** Opening DATA SUPPLIED block **
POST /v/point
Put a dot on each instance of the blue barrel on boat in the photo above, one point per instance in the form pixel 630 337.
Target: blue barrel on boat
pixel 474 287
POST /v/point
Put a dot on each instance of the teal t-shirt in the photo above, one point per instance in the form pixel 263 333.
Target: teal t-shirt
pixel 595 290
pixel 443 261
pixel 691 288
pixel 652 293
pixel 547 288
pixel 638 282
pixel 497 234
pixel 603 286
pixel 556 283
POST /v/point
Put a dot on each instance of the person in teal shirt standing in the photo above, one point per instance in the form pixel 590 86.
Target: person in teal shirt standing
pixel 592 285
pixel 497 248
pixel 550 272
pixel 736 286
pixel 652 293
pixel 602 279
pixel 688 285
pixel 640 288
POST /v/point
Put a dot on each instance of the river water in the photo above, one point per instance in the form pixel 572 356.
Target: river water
** Closing DATA SUPPLIED block **
ACTIVITY
Your job is to return all lines above that hold the word "river".

REPLY TO THE TASK
Put a dot on each instance of the river water in the photo above, one point per instance in the form pixel 572 356.
Target: river water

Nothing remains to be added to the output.